[Records]
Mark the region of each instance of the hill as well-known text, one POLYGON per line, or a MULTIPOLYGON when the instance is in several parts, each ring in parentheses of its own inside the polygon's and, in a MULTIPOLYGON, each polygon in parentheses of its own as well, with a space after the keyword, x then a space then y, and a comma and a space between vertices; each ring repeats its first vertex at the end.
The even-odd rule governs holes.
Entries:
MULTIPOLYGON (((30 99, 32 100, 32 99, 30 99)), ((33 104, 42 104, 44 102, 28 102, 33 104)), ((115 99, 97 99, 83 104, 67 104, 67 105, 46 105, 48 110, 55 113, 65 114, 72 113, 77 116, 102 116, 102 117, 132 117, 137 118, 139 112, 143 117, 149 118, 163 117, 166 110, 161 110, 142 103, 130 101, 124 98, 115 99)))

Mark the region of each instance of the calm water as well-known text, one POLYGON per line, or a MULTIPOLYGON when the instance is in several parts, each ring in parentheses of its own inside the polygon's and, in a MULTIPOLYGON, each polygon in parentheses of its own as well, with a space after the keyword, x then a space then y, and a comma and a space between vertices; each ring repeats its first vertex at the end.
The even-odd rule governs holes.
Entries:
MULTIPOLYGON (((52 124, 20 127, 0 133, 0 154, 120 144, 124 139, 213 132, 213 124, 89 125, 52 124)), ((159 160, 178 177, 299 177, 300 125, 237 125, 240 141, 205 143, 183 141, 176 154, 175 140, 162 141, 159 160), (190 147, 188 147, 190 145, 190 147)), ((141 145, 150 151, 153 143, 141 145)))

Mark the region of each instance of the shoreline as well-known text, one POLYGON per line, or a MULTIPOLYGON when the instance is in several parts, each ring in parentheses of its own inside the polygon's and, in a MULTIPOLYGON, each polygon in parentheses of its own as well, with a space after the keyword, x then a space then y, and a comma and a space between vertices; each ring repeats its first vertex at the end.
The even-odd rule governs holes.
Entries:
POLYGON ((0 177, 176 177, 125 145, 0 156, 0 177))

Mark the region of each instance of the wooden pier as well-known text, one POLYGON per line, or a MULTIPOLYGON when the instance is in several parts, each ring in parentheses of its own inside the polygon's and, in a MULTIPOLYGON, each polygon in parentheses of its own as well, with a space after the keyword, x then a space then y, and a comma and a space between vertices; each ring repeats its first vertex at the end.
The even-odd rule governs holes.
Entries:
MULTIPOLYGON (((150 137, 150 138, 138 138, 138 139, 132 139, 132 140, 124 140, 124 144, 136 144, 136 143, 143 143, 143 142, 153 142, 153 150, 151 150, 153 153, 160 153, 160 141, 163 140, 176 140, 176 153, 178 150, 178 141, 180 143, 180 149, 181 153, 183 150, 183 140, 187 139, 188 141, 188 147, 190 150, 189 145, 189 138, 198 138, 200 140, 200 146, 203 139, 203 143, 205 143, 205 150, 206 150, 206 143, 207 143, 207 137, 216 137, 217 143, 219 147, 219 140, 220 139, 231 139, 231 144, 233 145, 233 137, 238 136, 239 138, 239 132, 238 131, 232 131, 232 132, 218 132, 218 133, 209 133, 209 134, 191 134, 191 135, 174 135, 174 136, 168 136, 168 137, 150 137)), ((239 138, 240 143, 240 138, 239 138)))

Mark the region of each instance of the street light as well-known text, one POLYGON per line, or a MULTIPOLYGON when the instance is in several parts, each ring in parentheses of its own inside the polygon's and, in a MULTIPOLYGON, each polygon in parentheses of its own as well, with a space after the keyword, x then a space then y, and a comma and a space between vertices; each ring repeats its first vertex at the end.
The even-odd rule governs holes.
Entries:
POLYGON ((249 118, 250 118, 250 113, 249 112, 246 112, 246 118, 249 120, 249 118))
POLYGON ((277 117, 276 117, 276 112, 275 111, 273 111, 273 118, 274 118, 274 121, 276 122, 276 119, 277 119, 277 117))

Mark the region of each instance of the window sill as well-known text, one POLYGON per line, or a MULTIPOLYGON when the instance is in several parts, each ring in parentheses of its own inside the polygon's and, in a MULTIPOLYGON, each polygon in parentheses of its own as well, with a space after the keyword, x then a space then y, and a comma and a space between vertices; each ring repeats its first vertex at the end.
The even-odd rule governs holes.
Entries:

### [Objective]
Rewrite the records above as a numbered list with one line per item, and leave out the blank lines.

### [Response]
1. Mark the region of each instance of the hill as well-known text, one POLYGON per line, or a MULTIPOLYGON when the instance is in several parts, each ring in parentheses of its own inside the polygon's and, in a MULTIPOLYGON, each polygon in parentheses of its own as well, with a space after the keyword, x then a space then y, and a comma and a space between vertices; each ring repeats its first vertex at the end.
2. The even-odd rule governs holes.
3. Entries:
4. MULTIPOLYGON (((30 99, 32 100, 32 99, 30 99)), ((33 104, 42 104, 44 102, 28 102, 33 104)), ((115 99, 97 99, 83 104, 67 104, 67 105, 46 105, 48 110, 55 113, 65 114, 72 113, 77 116, 102 116, 102 117, 132 117, 137 118, 139 112, 143 117, 149 118, 163 117, 166 110, 161 110, 142 103, 130 101, 124 98, 115 99)))
5. Mark the region of each instance of the calm water as well-known text, one POLYGON per line, or a MULTIPOLYGON when the instance is in several parts, each ring in parentheses of its own inside the polygon's and, in a MULTIPOLYGON, each polygon in parentheses of its own as well, with a space after the keyword, x then a space then y, and a comma and a space between vertices; each ring repeats its first vertex at the end.
6. The even-odd rule governs holes.
7. Entries:
8. MULTIPOLYGON (((52 124, 20 127, 0 133, 0 154, 120 144, 124 139, 213 132, 213 124, 89 125, 52 124)), ((159 160, 178 177, 299 177, 300 125, 237 125, 240 141, 205 143, 183 141, 176 154, 175 140, 162 141, 159 160), (190 147, 188 147, 190 145, 190 147)), ((141 145, 150 151, 153 143, 141 145)))
9. Mark the region of each instance of the shoreline as well-known text, one POLYGON per line, or a MULTIPOLYGON when the instance is in several parts, each ring in parentheses of its own inside the polygon's and, in a MULTIPOLYGON, each polygon in parentheses of its own as well, with a space after the keyword, x then a space then y, and a comma and a space between vertices; each ring repeats its first vertex at the end.
10. The even-odd rule governs holes.
11. Entries:
12. POLYGON ((0 177, 176 177, 125 145, 0 156, 0 177))
13. Mark the region of each instance of the wooden pier as well-known text, one POLYGON per line, or a MULTIPOLYGON when the instance is in several parts, each ring in parentheses of its own inside the polygon's and, in a MULTIPOLYGON, each polygon in parentheses of its own as well, with a space after the keyword, x then a space then y, and a comma and a space between vertices; each ring repeats its first vertex at the end.
14. The even-odd rule governs holes.
15. Entries:
16. MULTIPOLYGON (((150 137, 150 138, 138 138, 138 139, 132 139, 132 140, 124 140, 124 144, 136 144, 136 143, 143 143, 143 142, 153 142, 153 150, 151 150, 153 153, 160 153, 160 141, 163 140, 176 140, 176 153, 178 150, 178 141, 180 143, 180 149, 181 153, 183 150, 183 140, 187 139, 188 141, 188 147, 190 150, 189 145, 189 138, 198 138, 200 140, 200 146, 203 139, 203 143, 205 143, 205 150, 206 150, 206 143, 207 143, 207 137, 216 137, 217 143, 219 147, 219 140, 220 139, 231 139, 231 144, 233 145, 233 137, 238 136, 239 138, 239 132, 238 131, 232 131, 232 132, 218 132, 218 133, 209 133, 209 134, 191 134, 191 135, 174 135, 174 136, 168 136, 168 137, 150 137)), ((239 138, 240 143, 240 138, 239 138)))
17. Mark the region of each instance of the street light as well-known text, one POLYGON per line, or a MULTIPOLYGON when the instance is in several parts, each ring in parentheses of its own inside the polygon's and, in a MULTIPOLYGON, each polygon in parentheses of its own as well, with a space after the keyword, x then a space then y, and a comma and a space between vertices; each ring repeats its first vertex at the end.
18. The even-odd rule governs holes.
19. Entries:
20. POLYGON ((249 118, 250 118, 250 113, 249 112, 246 112, 246 118, 249 120, 249 118))
21. POLYGON ((277 117, 276 117, 276 112, 275 111, 273 111, 273 118, 274 118, 274 121, 276 122, 276 119, 277 119, 277 117))
22. Mark the region of each instance of the window sill as well-known text, one POLYGON per line, or a MULTIPOLYGON when the instance is in several parts, each ring in parentheses of its own inside the polygon's and, in a MULTIPOLYGON, each polygon in parentheses of its own as well, with a space after the keyword, x then a space then y, and a comma and a space between vertices; each ring repeats its first vertex at the end.
23. The even-odd rule governs holes.
24. Entries:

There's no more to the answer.